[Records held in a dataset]
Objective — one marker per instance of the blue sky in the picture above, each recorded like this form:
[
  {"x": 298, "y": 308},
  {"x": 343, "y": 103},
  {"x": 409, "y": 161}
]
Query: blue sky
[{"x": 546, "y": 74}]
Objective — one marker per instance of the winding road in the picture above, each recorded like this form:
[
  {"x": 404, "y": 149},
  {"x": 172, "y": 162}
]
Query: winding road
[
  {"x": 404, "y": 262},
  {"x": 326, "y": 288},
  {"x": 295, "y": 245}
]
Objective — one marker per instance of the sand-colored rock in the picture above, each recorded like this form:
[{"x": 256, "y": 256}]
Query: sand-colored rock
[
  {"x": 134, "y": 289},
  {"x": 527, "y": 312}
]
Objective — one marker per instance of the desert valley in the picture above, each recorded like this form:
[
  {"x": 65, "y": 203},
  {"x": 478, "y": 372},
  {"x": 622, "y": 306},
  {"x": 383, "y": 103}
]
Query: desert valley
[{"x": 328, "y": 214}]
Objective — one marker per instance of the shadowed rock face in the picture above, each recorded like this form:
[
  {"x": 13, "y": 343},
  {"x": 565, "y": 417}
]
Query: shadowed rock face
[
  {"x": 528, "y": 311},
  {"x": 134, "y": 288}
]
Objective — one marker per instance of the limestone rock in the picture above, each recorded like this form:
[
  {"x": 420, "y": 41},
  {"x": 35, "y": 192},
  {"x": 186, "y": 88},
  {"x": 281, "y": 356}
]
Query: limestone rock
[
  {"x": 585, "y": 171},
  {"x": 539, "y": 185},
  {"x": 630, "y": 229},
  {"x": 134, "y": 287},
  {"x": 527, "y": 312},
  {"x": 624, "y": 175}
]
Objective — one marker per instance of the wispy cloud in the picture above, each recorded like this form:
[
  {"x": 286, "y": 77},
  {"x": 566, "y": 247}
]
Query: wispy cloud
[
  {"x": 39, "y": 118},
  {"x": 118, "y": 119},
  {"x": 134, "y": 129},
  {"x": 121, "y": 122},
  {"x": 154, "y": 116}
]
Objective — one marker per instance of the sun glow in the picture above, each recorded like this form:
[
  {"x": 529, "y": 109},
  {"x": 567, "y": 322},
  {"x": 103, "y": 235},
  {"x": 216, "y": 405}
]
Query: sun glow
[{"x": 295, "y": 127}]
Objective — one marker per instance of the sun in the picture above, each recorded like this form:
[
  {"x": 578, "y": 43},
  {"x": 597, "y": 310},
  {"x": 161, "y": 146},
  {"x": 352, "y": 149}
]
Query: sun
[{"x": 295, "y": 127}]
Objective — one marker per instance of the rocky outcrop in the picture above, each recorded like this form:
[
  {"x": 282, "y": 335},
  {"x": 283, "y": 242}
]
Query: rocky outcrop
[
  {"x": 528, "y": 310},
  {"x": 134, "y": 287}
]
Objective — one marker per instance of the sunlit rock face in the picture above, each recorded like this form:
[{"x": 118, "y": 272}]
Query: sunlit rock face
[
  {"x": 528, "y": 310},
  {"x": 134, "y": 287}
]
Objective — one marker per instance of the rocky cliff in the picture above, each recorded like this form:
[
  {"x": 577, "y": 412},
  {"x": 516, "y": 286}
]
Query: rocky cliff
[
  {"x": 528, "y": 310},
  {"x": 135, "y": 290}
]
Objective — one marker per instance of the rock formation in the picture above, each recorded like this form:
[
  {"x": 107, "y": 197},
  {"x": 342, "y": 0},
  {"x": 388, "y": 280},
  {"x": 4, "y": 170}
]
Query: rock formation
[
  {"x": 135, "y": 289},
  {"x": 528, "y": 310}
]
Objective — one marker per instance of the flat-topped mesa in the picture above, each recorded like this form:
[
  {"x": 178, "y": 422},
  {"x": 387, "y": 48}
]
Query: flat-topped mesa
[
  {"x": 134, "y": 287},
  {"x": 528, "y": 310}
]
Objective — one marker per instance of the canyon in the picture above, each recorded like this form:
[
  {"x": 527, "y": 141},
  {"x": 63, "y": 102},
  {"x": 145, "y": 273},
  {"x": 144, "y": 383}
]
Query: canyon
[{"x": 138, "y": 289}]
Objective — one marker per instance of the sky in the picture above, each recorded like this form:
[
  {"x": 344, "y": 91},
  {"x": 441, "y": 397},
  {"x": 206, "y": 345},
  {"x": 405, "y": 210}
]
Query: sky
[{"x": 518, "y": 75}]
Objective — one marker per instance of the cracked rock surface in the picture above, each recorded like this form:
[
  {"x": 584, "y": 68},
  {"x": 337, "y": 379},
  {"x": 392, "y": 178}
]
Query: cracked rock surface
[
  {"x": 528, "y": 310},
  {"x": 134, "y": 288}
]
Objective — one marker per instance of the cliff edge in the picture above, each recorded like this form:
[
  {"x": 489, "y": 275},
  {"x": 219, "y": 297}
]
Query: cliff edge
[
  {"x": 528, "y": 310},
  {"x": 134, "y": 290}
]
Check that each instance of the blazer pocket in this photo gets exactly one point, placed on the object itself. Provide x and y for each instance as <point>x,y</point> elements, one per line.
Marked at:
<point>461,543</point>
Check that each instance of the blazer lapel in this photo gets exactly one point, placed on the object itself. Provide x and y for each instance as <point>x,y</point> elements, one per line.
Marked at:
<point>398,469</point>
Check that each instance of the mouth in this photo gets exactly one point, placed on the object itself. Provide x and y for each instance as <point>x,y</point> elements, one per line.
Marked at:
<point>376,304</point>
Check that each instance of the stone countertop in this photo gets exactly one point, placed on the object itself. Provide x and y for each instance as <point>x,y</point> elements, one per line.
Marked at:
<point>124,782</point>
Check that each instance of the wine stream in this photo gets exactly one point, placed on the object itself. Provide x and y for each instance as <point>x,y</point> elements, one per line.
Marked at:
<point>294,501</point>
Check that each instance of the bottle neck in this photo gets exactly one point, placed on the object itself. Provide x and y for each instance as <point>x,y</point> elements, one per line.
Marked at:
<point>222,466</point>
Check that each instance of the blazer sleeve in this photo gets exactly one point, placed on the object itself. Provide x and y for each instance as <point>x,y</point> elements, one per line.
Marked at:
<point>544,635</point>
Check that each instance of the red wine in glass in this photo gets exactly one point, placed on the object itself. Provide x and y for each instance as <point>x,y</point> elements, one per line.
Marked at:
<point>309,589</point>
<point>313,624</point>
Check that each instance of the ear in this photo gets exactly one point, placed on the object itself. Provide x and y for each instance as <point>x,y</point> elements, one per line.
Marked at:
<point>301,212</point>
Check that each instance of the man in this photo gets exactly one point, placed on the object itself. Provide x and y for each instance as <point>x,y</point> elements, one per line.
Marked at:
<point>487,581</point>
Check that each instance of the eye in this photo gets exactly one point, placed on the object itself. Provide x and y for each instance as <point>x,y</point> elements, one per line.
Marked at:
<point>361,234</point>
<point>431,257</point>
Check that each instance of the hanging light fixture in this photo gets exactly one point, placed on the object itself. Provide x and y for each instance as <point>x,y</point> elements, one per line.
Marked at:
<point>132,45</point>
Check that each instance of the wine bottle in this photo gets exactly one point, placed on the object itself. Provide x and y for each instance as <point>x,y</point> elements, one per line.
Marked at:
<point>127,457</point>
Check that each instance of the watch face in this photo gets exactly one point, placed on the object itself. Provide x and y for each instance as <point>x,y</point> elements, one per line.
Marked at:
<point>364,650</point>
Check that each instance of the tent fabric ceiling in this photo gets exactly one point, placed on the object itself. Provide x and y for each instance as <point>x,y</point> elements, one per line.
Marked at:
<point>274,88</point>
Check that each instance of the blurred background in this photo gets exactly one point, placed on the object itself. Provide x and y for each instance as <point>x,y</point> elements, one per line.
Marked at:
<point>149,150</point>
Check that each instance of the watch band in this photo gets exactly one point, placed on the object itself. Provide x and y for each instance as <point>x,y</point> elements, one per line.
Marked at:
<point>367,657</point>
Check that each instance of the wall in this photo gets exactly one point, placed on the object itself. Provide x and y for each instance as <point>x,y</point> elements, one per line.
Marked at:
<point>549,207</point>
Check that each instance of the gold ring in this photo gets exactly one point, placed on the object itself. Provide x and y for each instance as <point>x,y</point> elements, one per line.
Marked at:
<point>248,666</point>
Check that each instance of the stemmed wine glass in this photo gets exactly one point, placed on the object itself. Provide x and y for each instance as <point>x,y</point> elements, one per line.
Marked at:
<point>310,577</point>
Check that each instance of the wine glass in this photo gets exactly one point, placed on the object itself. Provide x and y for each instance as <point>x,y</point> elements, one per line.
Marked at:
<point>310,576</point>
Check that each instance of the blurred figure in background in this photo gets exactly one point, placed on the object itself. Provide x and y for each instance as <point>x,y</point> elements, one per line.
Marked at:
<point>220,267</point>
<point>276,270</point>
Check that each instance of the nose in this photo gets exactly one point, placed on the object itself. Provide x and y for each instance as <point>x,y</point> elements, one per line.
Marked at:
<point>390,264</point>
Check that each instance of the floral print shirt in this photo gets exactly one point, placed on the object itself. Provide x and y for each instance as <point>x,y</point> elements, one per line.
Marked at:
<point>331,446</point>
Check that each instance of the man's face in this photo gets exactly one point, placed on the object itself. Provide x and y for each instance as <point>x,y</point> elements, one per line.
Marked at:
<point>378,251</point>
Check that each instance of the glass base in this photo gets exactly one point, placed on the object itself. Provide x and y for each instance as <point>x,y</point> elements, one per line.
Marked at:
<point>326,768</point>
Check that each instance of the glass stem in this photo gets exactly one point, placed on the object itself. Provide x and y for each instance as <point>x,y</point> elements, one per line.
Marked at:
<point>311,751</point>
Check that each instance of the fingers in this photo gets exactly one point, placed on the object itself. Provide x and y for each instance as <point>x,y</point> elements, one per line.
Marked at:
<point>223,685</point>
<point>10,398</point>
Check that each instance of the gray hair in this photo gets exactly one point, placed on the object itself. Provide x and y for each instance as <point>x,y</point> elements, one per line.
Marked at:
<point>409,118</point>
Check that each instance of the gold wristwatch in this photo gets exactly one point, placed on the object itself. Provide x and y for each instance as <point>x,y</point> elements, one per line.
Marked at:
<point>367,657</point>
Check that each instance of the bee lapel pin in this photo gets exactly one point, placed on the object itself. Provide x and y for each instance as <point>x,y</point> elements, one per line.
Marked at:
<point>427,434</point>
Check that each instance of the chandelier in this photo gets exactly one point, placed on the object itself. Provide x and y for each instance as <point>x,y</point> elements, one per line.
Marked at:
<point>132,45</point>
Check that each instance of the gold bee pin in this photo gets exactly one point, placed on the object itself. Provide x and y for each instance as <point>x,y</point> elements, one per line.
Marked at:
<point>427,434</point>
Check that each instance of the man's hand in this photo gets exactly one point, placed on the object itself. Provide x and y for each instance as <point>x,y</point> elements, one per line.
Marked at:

■ The problem ■
Reproduce the listing from the line containing "Check that each instance of the watch band" through the line containing "<point>549,207</point>", both lines included, with every point coordinate in the answers shifted by -25. Leave the requests unchanged.

■ Answer to this task ■
Check that each instance of the watch band in this photo gets exactly one point, placed on the object itself. Provide x and y for each instance as <point>x,y</point> elements, one per line.
Marked at:
<point>342,632</point>
Check that each instance of the wall in this photo gets exactly one point, placed on the object itself. Provide x and y for each instance as <point>x,y</point> elements, one per line.
Marked at:
<point>524,182</point>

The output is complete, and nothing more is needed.